◆ Task details:
Reproduce, word for word, the portion of the text on disease-modification trial endpoints that runs from "We believe that" to "for Parkinson’s Research.".
(Text Opens)
We quantified the disease characteristics such as the progression and dropout rates from previous trials to explore endpoints for demonstrating disease modification effects. A set of three reasonable endpoints are proposed in the current report. Whether divergence of slopes in the placebo phase should be demonstrated in the light of testing the other two hypotheses for the active phase data needs further discussion. These endpoints can guide the individual researchers and drug developers to select the most suitable design and/or endpoints for their trials. There are two important assumptions contained in our analyses presented in the current manuscript. The first assumption is that change in the total UPDRS score is a good measure of the disease and its progression rather than a score from a individual component/subscale (e.g., motor subscale scores) of the total UPDRS. The second assumption is about the time to achieving maximum symptomatic benefit. The current analysis focuses on estimating slope for testing differences in the placebo control phase as well as parallelism in the active control phase using linear models. Early dose range finding studies can provide information about the onset and offset of drug effects with adequate measurement of total UPDRS scores.
However, because of the lack of direct prior experience, data from delayed start designs will need to be subjected to extensive explorations to accumulate substantial confidence in the inferences from these analyses and to corroborate internal consistency of various analyses. Also, it would be important to learn if disease-modifying effects can be well discerned from symptomatic effects from clinical trials with varied designs such as withdrawal and natural history-staggered design (22,23).
We believe that our model and simulations could potentially apply toward studying and assessing a disease-modifying effect of a study drug not only for any specific stage of Parkinson’s disease and for any specific efficacy outcome measure, but also to any other neurodegenerative disease (e.g., Alzheimer’s disease) and an appropriate, respective efficacy outcome measure (e.g., Alzheimer’s Disease Assessment Scale—Cognitive).
The authors wish to acknowledge Parkinson’s Study Group, NIH Exploratory Trials in Parkinson’s Disease (NET-PD) Group for providing access to clinical trial data. We are also grateful for the insightful discussions and feedback provided by numerous FDA and academic colleagues, and by professional organizations such as American Association of Pharmaceutical Scientists (AAPS) and Michael J Fox Foundation for Parkinson’s Research.
The views expressed in this article are those of the authors and do not necessarily reflect the official views of FDA.
(Text Closes)
(Material supplied Opens)
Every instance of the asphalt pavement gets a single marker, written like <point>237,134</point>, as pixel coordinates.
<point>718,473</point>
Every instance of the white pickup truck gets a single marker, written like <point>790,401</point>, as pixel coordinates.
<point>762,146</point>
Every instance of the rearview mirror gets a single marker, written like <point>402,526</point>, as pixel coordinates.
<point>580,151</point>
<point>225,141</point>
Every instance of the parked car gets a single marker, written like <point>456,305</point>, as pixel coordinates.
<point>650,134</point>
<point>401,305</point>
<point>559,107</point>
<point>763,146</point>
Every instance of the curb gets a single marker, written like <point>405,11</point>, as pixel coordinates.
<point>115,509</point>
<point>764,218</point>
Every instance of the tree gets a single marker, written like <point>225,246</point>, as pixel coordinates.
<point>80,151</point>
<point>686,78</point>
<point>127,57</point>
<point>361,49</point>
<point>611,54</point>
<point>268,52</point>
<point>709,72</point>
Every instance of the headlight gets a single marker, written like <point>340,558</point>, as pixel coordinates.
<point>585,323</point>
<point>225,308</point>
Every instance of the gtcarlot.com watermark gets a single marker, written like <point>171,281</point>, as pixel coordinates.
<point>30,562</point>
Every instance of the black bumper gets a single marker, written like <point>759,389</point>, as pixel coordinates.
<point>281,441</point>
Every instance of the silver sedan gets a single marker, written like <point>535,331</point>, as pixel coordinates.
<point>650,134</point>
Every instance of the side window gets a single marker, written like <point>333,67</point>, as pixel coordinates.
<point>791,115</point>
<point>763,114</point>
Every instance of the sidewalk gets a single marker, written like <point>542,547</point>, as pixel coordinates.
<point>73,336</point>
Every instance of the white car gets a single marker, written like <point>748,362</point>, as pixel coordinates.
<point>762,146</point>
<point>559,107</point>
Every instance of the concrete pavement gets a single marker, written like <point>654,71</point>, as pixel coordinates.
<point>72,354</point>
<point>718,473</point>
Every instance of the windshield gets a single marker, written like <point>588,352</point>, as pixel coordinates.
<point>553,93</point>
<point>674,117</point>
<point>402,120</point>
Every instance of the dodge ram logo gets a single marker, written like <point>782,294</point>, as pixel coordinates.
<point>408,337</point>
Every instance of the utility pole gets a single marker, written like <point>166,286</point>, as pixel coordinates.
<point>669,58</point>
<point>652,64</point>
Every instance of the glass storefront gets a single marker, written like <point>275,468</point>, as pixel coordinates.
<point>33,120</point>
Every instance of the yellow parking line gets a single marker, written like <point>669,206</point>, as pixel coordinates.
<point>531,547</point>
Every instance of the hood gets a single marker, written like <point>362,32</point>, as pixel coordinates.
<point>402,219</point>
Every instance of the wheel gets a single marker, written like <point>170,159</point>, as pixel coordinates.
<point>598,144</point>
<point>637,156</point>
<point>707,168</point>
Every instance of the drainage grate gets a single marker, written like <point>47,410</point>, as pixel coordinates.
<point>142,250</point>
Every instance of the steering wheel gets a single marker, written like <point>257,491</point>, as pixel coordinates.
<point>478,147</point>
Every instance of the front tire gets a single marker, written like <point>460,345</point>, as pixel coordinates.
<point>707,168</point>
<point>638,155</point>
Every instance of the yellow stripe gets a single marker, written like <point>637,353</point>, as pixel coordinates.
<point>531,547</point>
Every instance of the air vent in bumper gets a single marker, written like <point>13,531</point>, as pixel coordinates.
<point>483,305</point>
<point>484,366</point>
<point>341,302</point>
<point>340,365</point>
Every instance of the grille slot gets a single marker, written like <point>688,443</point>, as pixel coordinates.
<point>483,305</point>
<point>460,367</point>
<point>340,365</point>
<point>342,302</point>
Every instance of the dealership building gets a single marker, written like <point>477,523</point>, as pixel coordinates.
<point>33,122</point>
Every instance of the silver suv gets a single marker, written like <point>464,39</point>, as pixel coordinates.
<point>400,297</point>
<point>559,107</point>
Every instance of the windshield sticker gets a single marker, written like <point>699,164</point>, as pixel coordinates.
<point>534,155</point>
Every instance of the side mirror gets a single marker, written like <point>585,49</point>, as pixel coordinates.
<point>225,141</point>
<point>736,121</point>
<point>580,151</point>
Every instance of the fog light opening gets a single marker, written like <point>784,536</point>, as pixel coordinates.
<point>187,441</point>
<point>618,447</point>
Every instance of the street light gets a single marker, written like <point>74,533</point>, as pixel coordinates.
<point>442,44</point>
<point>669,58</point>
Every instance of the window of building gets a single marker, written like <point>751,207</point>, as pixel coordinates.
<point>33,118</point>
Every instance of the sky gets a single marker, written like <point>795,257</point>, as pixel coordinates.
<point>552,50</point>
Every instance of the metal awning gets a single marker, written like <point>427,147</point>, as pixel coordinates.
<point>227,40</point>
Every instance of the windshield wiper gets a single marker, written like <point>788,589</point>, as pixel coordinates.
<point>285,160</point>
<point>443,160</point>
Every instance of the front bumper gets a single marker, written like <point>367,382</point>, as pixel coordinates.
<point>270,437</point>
(Material supplied Closes)
(Material supplied Opens)
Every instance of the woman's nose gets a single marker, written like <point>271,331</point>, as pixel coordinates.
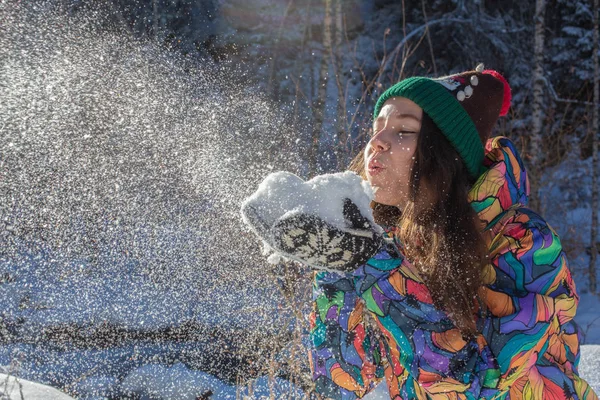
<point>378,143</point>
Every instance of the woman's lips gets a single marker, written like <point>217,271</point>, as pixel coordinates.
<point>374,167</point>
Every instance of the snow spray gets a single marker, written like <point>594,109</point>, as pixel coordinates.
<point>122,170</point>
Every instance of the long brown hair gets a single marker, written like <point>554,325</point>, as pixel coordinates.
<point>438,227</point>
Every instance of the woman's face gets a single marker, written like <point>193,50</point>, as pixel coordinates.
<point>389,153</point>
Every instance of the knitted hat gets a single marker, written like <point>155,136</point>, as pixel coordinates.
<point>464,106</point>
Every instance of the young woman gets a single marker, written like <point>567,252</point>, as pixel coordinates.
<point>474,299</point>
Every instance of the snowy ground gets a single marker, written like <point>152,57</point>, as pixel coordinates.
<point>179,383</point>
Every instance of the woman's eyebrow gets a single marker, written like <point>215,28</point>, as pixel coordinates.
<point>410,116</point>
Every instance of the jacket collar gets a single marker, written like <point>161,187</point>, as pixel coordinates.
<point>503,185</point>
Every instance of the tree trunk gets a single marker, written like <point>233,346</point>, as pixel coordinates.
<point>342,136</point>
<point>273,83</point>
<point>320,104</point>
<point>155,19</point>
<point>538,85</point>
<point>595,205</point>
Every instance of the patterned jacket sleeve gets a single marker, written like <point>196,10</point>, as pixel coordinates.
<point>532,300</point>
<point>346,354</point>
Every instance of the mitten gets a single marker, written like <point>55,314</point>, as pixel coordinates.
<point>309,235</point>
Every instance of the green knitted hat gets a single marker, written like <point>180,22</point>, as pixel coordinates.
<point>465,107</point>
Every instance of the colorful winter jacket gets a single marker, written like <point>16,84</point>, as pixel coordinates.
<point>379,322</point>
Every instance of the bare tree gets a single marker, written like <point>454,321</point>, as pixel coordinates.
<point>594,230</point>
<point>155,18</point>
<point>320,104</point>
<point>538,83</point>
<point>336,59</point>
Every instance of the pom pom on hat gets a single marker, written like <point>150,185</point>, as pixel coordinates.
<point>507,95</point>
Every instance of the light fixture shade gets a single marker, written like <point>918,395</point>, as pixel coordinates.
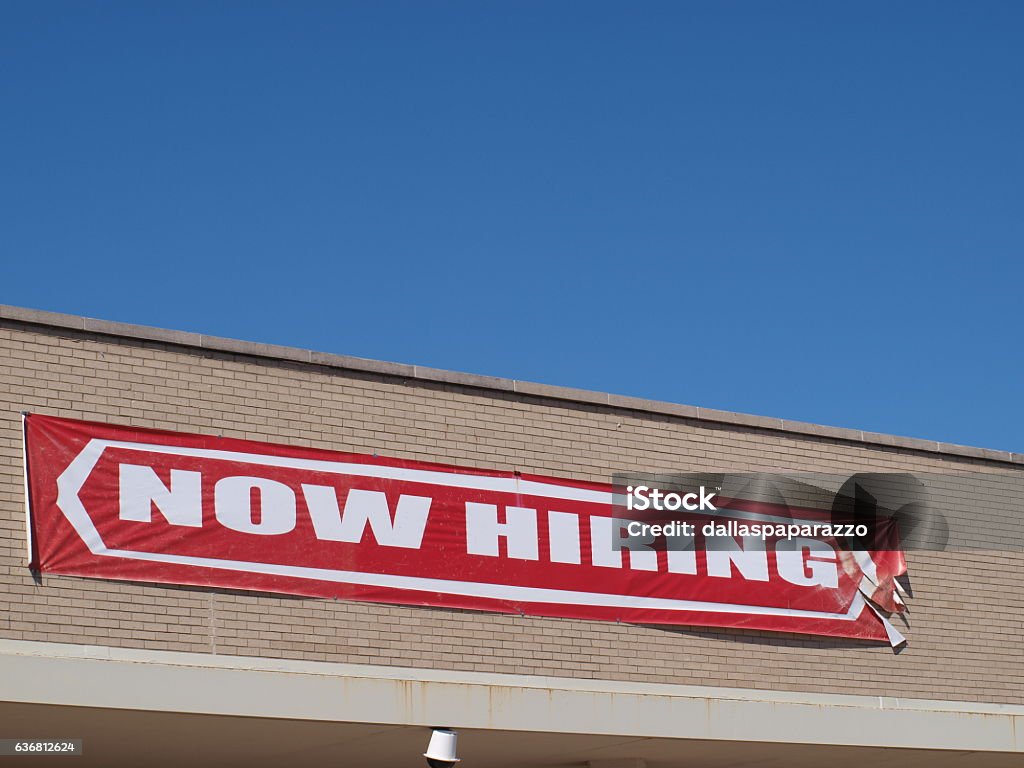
(Material supplied Closes)
◆ Solution to this exercise:
We believe that our model and simulations could potentially apply toward studying and assessing a disease-modifying effect of a study drug not only for any specific stage of Parkinson’s disease and for any specific efficacy outcome measure, but also to any other neurodegenerative disease (e.g., Alzheimer’s disease) and an appropriate, respective efficacy outcome measure (e.g., Alzheimer’s Disease Assessment Scale—Cognitive).
The authors wish to acknowledge Parkinson’s Study Group, NIH Exploratory Trials in Parkinson’s Disease (NET-PD) Group for providing access to clinical trial data. We are also grateful for the insightful discussions and feedback provided by numerous FDA and academic colleagues, and by professional organizations such as American Association of Pharmaceutical Scientists (AAPS) and Michael J Fox Foundation for Parkinson’s Research.